Entries from a point-annotation set
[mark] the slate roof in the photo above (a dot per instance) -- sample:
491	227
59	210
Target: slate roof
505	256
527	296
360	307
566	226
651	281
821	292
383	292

What you will do
Reproduce the records above, replacing each occurrence of "slate roof" with "tile roof" and leaving everything else unchanged.

Problem solution
[mark] the tile roof in the photo above (a dot per instance) -- sample:
491	227
59	210
Target: tile roof
505	256
527	296
360	307
566	226
651	281
821	292
383	292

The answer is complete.